Entries supplied>
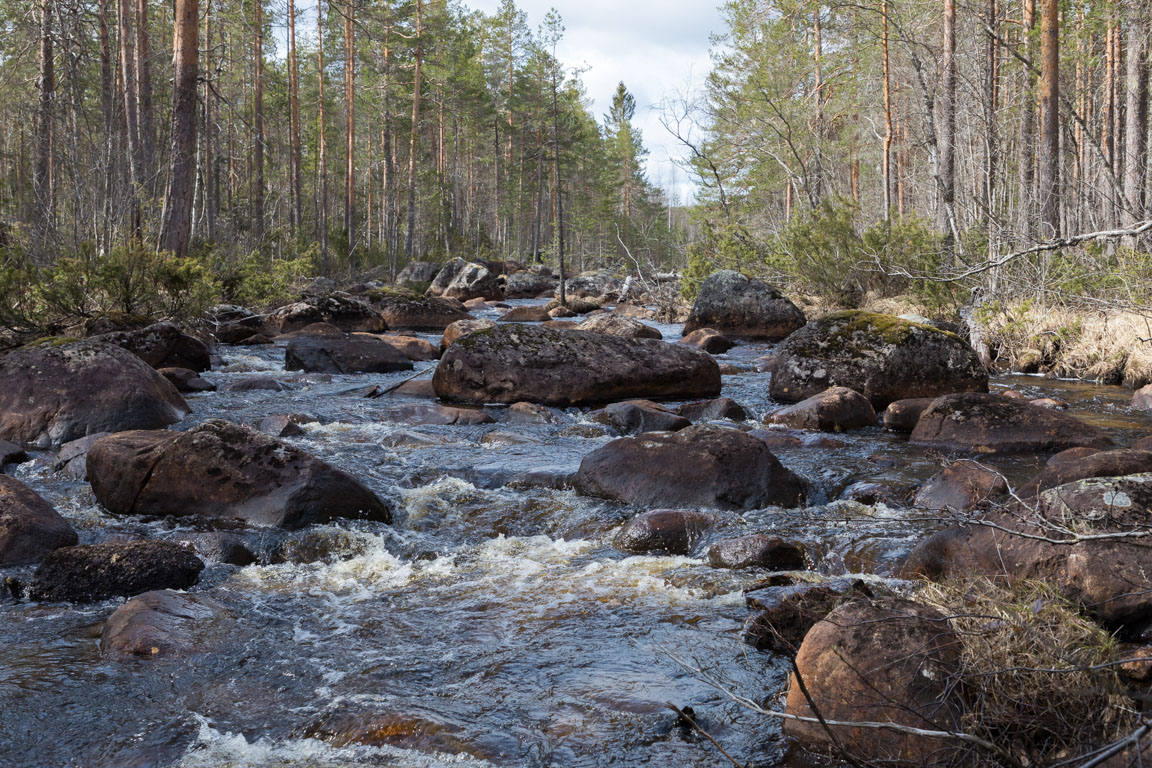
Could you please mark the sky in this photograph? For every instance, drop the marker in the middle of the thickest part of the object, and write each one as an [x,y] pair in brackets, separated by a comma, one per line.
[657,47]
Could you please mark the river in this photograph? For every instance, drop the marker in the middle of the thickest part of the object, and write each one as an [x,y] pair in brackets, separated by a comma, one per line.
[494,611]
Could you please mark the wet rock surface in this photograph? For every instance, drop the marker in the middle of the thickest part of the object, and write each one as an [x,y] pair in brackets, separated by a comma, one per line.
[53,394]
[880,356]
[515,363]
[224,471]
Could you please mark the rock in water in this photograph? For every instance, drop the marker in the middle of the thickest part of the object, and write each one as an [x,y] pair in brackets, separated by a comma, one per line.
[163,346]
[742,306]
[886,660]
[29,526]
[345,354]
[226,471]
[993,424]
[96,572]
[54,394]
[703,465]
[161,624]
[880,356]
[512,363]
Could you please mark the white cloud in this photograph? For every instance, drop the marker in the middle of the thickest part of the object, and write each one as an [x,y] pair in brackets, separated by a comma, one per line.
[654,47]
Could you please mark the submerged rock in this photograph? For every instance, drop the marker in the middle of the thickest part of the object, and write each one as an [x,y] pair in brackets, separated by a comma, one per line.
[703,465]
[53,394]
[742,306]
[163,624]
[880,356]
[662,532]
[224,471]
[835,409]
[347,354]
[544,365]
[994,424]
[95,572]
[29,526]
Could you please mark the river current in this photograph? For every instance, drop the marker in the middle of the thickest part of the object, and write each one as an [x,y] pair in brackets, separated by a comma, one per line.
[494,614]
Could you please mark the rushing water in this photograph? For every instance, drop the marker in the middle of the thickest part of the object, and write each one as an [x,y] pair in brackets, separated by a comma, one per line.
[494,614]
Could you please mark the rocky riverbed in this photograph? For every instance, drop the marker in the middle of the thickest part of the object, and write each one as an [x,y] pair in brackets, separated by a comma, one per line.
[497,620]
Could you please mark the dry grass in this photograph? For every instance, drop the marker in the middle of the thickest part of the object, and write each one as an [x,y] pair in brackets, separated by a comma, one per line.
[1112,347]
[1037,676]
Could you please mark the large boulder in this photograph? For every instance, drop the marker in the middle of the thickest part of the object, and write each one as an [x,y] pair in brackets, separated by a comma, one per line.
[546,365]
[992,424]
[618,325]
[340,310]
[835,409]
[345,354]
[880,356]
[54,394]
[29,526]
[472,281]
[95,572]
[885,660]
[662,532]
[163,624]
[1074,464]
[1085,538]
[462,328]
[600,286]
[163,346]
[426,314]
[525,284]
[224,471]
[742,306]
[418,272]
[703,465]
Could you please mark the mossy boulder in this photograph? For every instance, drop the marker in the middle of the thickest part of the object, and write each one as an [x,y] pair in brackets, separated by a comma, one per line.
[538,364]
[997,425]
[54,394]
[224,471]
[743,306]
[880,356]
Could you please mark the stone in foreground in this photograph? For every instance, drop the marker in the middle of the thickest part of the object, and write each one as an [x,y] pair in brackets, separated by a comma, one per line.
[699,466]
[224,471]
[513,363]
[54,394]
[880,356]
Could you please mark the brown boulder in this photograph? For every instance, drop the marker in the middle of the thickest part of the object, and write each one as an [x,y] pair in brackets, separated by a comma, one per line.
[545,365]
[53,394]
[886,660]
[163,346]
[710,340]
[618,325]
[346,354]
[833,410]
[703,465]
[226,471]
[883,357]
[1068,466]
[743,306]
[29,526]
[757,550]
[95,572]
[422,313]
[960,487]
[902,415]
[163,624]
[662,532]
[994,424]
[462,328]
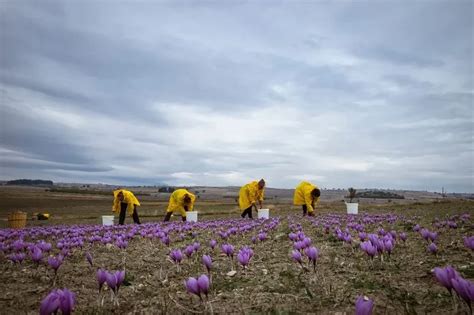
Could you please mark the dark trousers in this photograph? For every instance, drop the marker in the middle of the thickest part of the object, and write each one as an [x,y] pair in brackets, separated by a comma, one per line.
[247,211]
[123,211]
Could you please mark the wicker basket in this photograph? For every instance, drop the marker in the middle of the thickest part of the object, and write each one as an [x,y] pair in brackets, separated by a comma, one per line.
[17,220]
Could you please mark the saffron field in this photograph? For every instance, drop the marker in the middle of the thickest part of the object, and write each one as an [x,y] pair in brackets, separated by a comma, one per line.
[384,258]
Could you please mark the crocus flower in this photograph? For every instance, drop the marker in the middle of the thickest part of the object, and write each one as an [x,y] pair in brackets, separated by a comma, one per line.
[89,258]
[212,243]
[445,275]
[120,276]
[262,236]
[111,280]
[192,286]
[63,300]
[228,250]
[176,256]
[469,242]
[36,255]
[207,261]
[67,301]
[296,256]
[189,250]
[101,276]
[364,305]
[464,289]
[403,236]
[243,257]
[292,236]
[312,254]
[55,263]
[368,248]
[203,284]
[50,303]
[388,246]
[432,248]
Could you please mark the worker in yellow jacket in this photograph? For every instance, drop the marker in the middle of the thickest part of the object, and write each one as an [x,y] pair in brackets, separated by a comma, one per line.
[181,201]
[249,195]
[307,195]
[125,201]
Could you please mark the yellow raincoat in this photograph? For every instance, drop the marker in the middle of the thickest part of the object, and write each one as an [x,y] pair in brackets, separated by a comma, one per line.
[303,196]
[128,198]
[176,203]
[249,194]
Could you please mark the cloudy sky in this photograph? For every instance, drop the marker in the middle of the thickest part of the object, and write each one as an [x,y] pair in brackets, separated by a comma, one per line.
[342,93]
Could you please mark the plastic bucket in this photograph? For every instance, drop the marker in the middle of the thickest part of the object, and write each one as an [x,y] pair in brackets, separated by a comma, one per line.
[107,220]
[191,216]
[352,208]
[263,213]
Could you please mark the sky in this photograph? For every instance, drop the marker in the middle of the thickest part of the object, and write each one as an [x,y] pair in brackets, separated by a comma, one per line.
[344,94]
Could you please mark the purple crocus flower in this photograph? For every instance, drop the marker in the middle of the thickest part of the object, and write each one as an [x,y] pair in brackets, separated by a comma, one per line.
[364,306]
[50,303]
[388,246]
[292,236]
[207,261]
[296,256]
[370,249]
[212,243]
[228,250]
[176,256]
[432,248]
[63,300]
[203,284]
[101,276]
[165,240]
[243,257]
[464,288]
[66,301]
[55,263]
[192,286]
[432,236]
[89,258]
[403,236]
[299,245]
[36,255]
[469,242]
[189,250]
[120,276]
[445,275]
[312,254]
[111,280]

Task directions>
Please write out again every line from the one containing "Could you please mark the purple" through the last line, requests included, adding -60 to each coordinate in the answers.

Task response>
Could you please mark the purple crocus flower in this photograph? For every instance, drop the marker in the middle of the thickest part of the object, and write each one as an [x,y] pair in brackets, separated by a comma, one per line.
[304,246]
[-10,243]
[328,186]
[232,176]
[147,201]
[236,196]
[310,189]
[152,183]
[168,190]
[116,196]
[372,188]
[3,240]
[143,224]
[41,216]
[105,180]
[183,197]
[404,228]
[6,241]
[-5,203]
[132,226]
[372,176]
[29,198]
[343,176]
[239,185]
[-24,195]
[409,182]
[129,190]
[60,216]
[385,215]
[252,194]
[51,220]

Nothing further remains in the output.